TASK REQUIREMENTS:
- A) Answer these questions using the judgment excerpt:
(i) Who held the key to the safe?
(ii) Had the deceased survived the robbery, whom would she have been able to identify as the household traitor?
(iii) On what basis did the court convict the other accused of the murder?
- B) Repeat, word for word, the passage of the judgment excerpt from "2. Had the deceased" to "in the air.".

They accepted that murder. I quote from certain
portions of the
judgment.
1. The judgment points out that there was a good opportunity to
steal money from the safe, to which the deceased held the key.
To
obtain that key she had to be overpowered.
2. Had the deceased survived the robbery she would have been able to
identify accused 2 as the household traitor. The deceased

therefore had to be killed in order to avoid accused 2's
detection.
The deceased's death by whatever means was in the air.
The trial court accepted the reasonable possibility that the
deceased was still alive when the men left the house, taking the

money with them. In convicting the other accused of the murder on
the basis of
dolus eventualis
the court pointed to the fact
that the accused were responsible for the deceased's captive state.
That they left her helpless.
That they must have known that the
other accused was intent upon killing the deceased, and they must
have known that she was powerless
to resist.
The court said that the accused "cannot in law just be allowed
to wash their hands of what they knew to be the consequence
of
leaving the deceased a bound, helpless captive at the mercy of a
vicious would-be murderer".
It was assumed by the point that the intent to kill was not part of
the common purpose in the first place. Therefore the court
went on
to consider whether the common purpose to rob was expanded to include
a common purpose to murder.

(Image segmentation entries)

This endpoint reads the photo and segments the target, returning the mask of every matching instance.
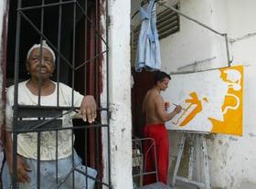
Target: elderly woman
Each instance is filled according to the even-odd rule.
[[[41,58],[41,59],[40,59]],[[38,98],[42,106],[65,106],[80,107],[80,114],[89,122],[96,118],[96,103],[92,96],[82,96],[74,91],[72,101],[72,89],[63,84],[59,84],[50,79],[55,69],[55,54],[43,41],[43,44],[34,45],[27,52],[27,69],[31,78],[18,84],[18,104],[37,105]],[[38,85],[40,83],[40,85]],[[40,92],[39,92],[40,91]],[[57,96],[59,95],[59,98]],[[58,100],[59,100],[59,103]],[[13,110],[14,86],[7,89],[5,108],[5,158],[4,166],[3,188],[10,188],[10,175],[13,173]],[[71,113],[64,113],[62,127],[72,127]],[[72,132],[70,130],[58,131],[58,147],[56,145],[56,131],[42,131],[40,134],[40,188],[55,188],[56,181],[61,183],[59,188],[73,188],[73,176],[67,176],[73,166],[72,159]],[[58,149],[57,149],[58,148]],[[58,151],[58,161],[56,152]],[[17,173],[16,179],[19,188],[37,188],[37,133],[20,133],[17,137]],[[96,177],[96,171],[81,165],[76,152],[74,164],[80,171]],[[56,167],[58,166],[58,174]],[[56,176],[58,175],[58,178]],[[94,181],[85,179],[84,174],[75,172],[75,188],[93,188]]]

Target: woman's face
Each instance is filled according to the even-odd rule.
* * *
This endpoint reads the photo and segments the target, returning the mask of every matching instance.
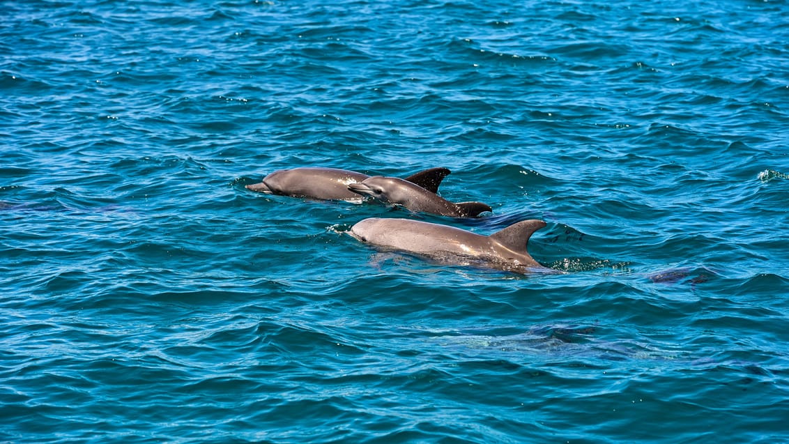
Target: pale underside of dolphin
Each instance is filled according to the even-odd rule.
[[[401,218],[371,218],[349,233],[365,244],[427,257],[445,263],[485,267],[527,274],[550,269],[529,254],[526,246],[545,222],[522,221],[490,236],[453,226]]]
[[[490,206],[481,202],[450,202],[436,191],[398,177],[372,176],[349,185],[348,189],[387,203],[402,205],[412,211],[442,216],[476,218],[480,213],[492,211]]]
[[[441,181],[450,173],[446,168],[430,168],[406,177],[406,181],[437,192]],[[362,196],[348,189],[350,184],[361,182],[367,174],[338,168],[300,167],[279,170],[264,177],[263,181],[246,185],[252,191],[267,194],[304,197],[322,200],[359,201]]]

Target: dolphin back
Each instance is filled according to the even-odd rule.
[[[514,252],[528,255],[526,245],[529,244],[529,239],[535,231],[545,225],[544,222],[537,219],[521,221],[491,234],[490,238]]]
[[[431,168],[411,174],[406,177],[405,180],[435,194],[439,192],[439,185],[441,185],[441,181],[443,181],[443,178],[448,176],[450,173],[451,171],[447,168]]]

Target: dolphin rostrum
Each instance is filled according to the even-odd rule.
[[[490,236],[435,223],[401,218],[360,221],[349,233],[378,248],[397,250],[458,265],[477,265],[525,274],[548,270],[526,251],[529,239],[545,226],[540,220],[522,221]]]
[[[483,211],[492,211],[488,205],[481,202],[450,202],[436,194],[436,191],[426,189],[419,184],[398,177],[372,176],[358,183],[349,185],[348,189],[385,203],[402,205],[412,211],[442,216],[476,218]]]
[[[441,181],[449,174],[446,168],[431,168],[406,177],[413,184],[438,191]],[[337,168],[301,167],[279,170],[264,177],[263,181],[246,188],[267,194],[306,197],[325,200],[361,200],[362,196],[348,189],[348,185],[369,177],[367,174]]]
...
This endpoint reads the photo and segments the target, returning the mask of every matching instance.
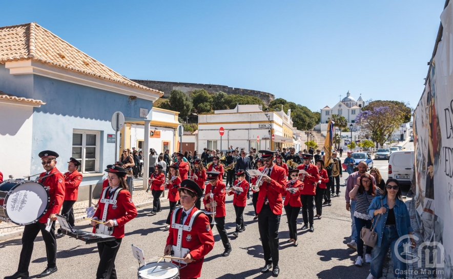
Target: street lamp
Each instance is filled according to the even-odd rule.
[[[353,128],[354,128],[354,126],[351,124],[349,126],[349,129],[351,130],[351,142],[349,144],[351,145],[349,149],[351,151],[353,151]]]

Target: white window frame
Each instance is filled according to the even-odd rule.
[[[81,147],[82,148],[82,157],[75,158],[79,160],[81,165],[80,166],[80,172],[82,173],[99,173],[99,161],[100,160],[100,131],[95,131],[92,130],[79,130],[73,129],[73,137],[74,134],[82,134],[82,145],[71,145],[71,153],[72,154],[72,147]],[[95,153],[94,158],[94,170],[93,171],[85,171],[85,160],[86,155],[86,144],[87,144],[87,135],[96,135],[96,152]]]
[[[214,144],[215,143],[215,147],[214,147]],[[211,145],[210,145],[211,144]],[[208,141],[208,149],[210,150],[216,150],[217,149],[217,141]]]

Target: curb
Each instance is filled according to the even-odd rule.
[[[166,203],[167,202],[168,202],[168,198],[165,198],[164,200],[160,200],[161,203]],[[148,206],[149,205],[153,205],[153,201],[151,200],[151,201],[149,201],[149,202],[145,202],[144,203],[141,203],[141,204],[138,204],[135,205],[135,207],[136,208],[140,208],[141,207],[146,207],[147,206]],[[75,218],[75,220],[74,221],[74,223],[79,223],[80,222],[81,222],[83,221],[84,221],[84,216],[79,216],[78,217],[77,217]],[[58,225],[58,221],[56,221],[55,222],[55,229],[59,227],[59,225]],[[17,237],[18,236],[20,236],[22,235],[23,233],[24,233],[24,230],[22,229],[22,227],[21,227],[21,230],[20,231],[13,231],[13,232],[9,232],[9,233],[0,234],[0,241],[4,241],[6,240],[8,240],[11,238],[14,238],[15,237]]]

OUTPUTS FOR THE TASKS:
- A)
(i) The deceased.
(ii) Accused 2.
(iii) Dolus eventualis.

- B)
2. Had the deceased survived the robbery she would have been able to
identify accused 2 as the household traitor. The deceased

therefore had to be killed in order to avoid accused 2's
detection.
The deceased's death by whatever means was in the air.